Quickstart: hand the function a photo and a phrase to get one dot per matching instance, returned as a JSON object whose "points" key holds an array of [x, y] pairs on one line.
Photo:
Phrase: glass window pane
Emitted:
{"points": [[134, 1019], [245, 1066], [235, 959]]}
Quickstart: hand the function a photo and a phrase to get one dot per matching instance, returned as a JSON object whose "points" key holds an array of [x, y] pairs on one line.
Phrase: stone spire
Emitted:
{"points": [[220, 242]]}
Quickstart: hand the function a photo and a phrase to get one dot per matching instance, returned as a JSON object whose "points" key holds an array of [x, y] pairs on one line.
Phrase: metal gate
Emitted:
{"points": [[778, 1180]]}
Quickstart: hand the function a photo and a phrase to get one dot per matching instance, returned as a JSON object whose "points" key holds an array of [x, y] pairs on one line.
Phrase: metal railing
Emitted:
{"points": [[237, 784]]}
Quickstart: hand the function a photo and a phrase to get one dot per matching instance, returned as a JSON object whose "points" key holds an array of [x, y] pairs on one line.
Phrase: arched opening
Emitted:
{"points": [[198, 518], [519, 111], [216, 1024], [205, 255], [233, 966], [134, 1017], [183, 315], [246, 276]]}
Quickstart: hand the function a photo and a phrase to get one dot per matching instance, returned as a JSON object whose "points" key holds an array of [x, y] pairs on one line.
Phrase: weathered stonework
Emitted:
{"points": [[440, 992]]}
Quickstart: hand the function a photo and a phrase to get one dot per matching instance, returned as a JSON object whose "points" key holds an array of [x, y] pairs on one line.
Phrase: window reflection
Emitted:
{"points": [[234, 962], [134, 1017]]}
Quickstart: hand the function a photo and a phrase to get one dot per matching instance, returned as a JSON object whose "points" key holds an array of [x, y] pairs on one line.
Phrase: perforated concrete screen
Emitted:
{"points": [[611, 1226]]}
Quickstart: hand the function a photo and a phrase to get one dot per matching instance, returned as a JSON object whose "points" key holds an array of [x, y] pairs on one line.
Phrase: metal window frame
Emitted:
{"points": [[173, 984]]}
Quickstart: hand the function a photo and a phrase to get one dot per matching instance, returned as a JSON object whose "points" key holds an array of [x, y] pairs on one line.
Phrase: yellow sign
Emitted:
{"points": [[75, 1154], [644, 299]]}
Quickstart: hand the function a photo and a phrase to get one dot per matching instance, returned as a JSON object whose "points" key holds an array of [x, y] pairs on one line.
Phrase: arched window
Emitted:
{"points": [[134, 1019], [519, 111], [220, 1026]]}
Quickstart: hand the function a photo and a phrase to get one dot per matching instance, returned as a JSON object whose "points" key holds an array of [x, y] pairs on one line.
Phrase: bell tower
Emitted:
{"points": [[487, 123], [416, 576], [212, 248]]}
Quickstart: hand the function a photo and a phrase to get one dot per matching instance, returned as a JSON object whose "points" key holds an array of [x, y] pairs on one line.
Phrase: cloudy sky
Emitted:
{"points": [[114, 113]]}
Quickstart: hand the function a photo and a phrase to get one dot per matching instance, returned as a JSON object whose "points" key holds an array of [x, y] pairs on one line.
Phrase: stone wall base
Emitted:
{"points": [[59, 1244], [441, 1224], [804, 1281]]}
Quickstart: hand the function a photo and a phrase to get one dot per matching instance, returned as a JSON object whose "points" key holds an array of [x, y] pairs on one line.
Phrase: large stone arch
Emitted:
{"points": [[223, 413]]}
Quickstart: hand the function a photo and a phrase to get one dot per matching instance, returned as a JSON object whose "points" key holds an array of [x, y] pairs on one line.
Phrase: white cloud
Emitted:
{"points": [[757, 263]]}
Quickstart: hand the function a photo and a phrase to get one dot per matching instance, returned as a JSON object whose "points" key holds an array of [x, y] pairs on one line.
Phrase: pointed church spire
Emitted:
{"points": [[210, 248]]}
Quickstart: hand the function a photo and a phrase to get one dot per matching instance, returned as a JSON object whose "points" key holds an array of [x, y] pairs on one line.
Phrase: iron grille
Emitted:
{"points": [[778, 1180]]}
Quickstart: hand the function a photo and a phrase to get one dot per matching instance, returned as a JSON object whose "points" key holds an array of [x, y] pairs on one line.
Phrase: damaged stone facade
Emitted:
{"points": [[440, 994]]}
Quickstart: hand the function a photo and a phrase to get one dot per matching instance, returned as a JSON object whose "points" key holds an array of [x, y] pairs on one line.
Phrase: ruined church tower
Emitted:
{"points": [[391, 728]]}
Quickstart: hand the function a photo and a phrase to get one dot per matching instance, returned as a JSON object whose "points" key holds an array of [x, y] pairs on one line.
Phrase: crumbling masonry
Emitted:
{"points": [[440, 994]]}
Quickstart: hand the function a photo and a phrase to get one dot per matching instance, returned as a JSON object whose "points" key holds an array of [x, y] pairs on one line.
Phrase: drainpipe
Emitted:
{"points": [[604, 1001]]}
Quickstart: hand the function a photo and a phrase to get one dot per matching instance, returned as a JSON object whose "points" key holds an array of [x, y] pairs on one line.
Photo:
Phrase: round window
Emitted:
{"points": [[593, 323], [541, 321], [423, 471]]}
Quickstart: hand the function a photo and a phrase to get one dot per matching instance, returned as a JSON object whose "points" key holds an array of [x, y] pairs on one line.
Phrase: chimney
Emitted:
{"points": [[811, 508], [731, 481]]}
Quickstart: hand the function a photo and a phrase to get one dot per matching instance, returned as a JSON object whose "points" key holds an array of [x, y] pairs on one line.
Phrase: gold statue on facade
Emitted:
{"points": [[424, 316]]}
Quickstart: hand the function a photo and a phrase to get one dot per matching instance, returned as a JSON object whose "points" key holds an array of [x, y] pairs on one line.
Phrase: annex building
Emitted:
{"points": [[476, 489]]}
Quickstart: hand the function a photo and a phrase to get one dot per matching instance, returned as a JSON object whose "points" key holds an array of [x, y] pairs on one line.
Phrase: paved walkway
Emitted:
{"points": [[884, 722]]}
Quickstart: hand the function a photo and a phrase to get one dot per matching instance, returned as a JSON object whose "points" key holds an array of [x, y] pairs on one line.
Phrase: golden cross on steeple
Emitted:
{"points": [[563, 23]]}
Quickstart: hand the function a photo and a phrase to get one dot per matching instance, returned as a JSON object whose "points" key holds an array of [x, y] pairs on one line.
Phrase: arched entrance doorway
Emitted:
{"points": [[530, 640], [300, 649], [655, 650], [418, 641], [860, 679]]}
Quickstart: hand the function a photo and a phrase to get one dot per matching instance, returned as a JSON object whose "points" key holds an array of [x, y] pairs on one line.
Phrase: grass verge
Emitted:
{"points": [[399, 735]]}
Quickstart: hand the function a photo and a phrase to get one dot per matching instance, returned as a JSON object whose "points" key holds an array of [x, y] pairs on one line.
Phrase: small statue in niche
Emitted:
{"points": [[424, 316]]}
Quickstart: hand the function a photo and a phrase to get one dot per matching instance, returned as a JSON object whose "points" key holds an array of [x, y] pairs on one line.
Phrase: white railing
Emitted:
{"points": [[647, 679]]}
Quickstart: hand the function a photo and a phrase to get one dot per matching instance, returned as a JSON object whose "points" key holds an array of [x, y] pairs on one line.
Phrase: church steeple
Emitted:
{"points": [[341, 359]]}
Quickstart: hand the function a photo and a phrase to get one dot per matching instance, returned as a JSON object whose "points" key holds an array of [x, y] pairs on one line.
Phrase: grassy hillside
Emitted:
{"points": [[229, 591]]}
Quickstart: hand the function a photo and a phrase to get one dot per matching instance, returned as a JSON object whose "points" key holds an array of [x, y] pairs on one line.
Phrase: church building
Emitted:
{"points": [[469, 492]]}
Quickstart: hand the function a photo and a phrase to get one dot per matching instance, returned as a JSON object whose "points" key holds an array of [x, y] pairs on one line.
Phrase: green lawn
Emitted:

(Work instruction):
All of the material above needs to be copied exactly.

(Exercise result):
Quickstart: hand the function a photo and a phrase to get one dot per matching instance, returned as a JSON object whose "points" key holds an array of [x, y] pairs on one line.
Photo:
Phrase: glass window pane
Emitted:
{"points": [[134, 1019], [245, 1066], [235, 959]]}
Quickstart: hand the function a photo and a phrase to get one dot per matching instance, returned as a JSON object whose "points" key holds an array of [x, y] pairs on one line.
Phrase: stone spire
Emitted:
{"points": [[220, 242]]}
Quickstart: hand the function a photo and a phrase to get one dot per matching instance, returned as a JSON object whose "points" key holds an array of [x, y] pairs on one line.
Phrase: metal gate
Emitted:
{"points": [[778, 1180]]}
Quickstart: hand the function a photo and a phrase to get one dot per matching instance, returned as a JSON object whose "points" key holds an array of [x, y] pairs on one line.
Phrase: metal railing
Emitted:
{"points": [[237, 784]]}
Quickstart: hand the function a photo and a phrase to get one dot per matching instance, returned as a JSON object whose "points" key holds an array of [x, y] pairs on one line.
Phrase: arched opening
Emitted:
{"points": [[198, 518], [519, 111], [216, 1024], [205, 255], [233, 966], [134, 1017], [183, 315], [246, 276]]}
Quickstart: hand the function a photo and a phrase to get one dot per matching instance, returned as a JSON object whose "points" key holds an array of [x, y] pairs on one line.
Phrase: weathered stonework
Emitted:
{"points": [[440, 992]]}
Quickstart: hand the function a photo and a phrase to get one dot per matching instance, returned as a JSON object whose "points" key holds an array of [x, y] pairs on one line.
Phrase: window reflection
Emitted:
{"points": [[234, 962], [134, 1017]]}
Quickstart: hand the function a photo and a phrase to get one dot per matching instance, returned as a JSON object whose "points" key holds an array of [x, y] pairs on one line.
Phrase: perforated concrete screen
Emitted:
{"points": [[611, 1226]]}
Quickstart: hand the function a photo and a phrase to get one dot per matching instance, returned as a JSON object whose "points" key holds an array of [x, y] pairs on one line.
Phrase: metal window frame
Emitted:
{"points": [[173, 984]]}
Quickstart: hand the function a photo and a phrase to get one dot per matching instance, returned as a JSON object whose "points" key holds an array of [x, y] pairs on one line.
Phrase: yellow sign
Emitted:
{"points": [[75, 1154], [644, 299]]}
Quickstart: hand the function a photo and a phrase to get one dot per matching instance, returned as a JSON object whose "points" key holds an array of [x, y] pairs on one line.
Phrase: arched window
Emitted:
{"points": [[134, 1019], [519, 111], [220, 1026]]}
Quickstart: hand the function a photo and a phrase to get one dot per matching instance, returned as a JSON object whose "points" key holds an array of [x, y] pairs on one line.
Phrase: bell tower
Emitted:
{"points": [[487, 123], [416, 576], [212, 248]]}
Quickstart: hand the function a photo and a phrase to get one dot per matching instance, returned as a JSON object whose "points" key holds an array of [x, y] pairs on one line.
Phrase: cloudy sky
Emitted:
{"points": [[114, 113]]}
Quickstart: hand the function a photo and a phrase to get one dot per matching instance, returned as a JSON object whose "points" key holds an array of [x, y] pairs on one line.
Phrase: stone wall base
Emitted:
{"points": [[59, 1244], [441, 1224], [804, 1281]]}
Quickstart: hand the function a photo and a phrase to get one dot per matching instance, returned as a JSON object whose "points" key holds an array of [x, y] pairs on one line.
Phrase: large stone arch
Emitted:
{"points": [[223, 413]]}
Quickstart: hand the function a photo and a phrase to get one dot per matching instance, returned as a JSON object whose "points" key holds an array of [x, y] pairs on one line.
Phrase: white cloud
Emitted:
{"points": [[757, 263]]}
Quickstart: hand the function a photo and a phrase to get one dot per matching instance, returned as a JSON object whose "points" key holds an array of [x, y] pairs on one line.
Phrase: pointed church spire
Emitted:
{"points": [[210, 248]]}
Quickstart: hand the function a photo and a phrase to get one dot per matching instance, returned as a JSON object whose "points" key holds an array of [x, y] pairs on one line.
Phrase: iron grille
Emitted:
{"points": [[778, 1180]]}
Quickstart: hand the function a photo and a phrase to get one dot per matching instance, returned as a JSON object whose "points" key holds an array of [x, y] pairs on one line.
Phrase: damaged stone facade
Emitted:
{"points": [[440, 994]]}
Quickstart: hand the function a photo and a phrase to get one dot per matching instance, returned as a JSON object whose "points" key holds an array of [x, y] pairs on one line.
Phrase: ruined church tower
Emitted:
{"points": [[391, 728]]}
Quickstart: hand the function a photo and a phrase to get one dot per matching instance, returned as a JSON object whose "points" key holds an array of [x, y] pairs on one line.
Phrase: crumbling masonry
Emitted:
{"points": [[440, 994]]}
Quickstart: hand the function a photo and a phrase to get one dot per matching instance, returned as a JSON object whose "points" key holds an array of [x, y] pairs on one line.
Phrase: drainpipe
Emitted:
{"points": [[604, 1001]]}
Quickstart: hand the function a photo and a phrase to get one dot per matching instance, returned as a JSON object whose "points" key holds an array of [x, y] pairs on one line.
Photo:
Phrase: round window
Emitted:
{"points": [[593, 323], [541, 321], [423, 471]]}
Quickstart: hand the function a photo and a phrase to get one dot per matching instance, returned as a JSON object whose "points" key holds an array of [x, y] pairs on one line.
Phrase: chimney
Emitted:
{"points": [[811, 508], [731, 481]]}
Quickstart: hand the function a photo and a phrase to get one dot per matching instance, returned as a JSON object whose "points" key holds an array of [x, y] pairs on one line.
Phrase: gold statue on facade
Emitted:
{"points": [[424, 316]]}
Quickstart: hand the function a photo and a phrase to get one dot per matching instance, returned as a JSON object whose "points" key holds an array of [x, y] pairs on one line.
Phrase: annex building
Emitted:
{"points": [[476, 489]]}
Quickstart: hand the function a photo and a phrase to get one dot per matching instance, returned as a JSON object whose "points" key holds an array of [x, y] pairs on one line.
Phrase: paved walkway
Emitted:
{"points": [[884, 722]]}
Quickstart: hand the function a photo and a phrase to get one dot per matching instance, returned as a JSON object whose "points" key holds an array of [x, y] pairs on one line.
Phrase: golden cross on steeple
Emitted:
{"points": [[563, 23]]}
Quickstart: hand the function a photo and a phrase to get one dot per matching instance, returned as a JSON object whose "points" key holds an array of [x, y] pairs on one line.
Phrase: arched entrance doorway
Emitted:
{"points": [[530, 640], [300, 649], [655, 650], [418, 641], [860, 679]]}
Quickstart: hand the function a photo and a phrase to get one dot per matching instance, returned as a JSON object whose "points" key holds an array of [x, y] pairs on one line.
Phrase: grass verge
Emitted:
{"points": [[399, 735]]}
Quickstart: hand the function a photo and a phrase to get one dot per matching instance, returned as a JSON object whose "points" key holds an array of [x, y] pairs on one line.
Phrase: small statue in niche
Emitted:
{"points": [[424, 316]]}
Quickstart: hand the function a photo and a phrase to get one dot per matching instance, returned as a JSON object whose "points" key holds an array of [x, y] pairs on one line.
Phrase: white railing
Emitted:
{"points": [[647, 679]]}
Quickstart: hand the function a photo and a phrase to get one dot per matching instance, returned as a JSON object whose "points" key holds an array of [x, y] pairs on one line.
Phrase: church steeple
Emitted:
{"points": [[341, 359]]}
Quickstart: hand the function a photo and a phrase to get one dot per matching instance, returned as a JSON object whose "points" key holds an array of [x, y] pairs on one line.
Phrase: grassy hillside
Emitted:
{"points": [[229, 591]]}
Quickstart: hand the function a photo and a phrase to get one dot per matching instance, returned as a JSON object whose "points" key holds an array of [x, y] pairs on one line.
Phrase: church building
Emitted:
{"points": [[469, 492]]}
Quickstart: hand the function a photo and a phrase to get one dot per matching instance, returned as a JSON object whose "points" key holds an array of [x, y] pairs on one line.
Phrase: green lawn
Emitted:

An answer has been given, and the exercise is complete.